Exercise details:
From the entries below, copy every line that has the word "positive".

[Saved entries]
- - -

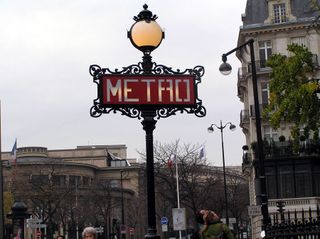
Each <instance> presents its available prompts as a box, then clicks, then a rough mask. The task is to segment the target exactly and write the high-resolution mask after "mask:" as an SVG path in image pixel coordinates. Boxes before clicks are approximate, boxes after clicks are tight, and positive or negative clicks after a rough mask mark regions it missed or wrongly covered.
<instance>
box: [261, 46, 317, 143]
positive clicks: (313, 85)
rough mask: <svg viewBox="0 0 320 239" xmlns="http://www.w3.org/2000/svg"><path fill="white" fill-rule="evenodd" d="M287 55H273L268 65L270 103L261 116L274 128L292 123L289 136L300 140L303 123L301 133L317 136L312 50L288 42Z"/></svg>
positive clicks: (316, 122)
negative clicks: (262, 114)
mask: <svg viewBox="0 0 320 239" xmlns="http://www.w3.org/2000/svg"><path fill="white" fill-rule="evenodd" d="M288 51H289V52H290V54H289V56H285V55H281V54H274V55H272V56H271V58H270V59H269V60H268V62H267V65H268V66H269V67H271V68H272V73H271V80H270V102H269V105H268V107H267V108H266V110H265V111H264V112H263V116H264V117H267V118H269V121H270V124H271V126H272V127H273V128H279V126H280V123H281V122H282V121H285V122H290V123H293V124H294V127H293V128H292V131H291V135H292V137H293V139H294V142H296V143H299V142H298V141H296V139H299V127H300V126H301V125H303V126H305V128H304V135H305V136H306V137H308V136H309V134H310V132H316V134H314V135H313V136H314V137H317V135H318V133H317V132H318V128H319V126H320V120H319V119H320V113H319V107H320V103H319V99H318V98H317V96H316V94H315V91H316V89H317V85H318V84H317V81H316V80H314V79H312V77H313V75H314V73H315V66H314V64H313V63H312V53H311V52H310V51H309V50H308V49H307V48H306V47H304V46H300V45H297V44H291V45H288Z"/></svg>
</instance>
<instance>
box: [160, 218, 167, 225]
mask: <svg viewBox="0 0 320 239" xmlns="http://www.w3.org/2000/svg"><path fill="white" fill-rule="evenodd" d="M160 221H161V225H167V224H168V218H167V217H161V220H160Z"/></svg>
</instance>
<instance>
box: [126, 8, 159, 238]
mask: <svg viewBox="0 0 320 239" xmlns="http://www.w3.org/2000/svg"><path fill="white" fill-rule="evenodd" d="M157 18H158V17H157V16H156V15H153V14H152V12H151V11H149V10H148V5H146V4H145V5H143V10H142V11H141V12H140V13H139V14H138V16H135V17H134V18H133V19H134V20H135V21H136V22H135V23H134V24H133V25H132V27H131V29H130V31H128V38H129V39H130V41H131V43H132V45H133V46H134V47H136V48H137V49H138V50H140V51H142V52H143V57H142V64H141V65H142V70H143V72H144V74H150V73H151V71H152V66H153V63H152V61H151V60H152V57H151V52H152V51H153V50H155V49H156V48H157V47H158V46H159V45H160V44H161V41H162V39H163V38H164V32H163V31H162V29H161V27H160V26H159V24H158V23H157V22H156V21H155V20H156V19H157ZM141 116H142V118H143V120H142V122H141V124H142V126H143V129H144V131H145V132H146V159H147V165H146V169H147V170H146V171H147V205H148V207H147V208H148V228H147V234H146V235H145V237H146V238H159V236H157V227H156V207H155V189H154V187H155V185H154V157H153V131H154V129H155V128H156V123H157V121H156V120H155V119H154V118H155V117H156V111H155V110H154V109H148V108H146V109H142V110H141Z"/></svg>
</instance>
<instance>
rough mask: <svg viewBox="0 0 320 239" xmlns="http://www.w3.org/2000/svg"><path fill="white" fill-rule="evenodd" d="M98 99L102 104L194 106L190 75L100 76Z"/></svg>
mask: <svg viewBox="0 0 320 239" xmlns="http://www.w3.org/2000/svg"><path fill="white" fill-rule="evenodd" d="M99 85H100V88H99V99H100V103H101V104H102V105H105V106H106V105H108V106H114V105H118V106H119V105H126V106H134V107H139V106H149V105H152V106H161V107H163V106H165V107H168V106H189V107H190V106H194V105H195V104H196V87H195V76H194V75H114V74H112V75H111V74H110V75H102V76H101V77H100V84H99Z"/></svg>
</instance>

- - -

Task result:
Each <instance> presents its available prompts as a box, then clicks, then a rough mask. The task is to segment the target exactly and write the high-resolution mask after "mask:" as an SVG path in image pixel coordinates. Boxes before clicks are approximate, boxes after clicks are tight, and positive or negative clicks after a rough mask mark regions it missed or wrongly covered.
positive clicks: (313, 85)
positive clicks: (316, 122)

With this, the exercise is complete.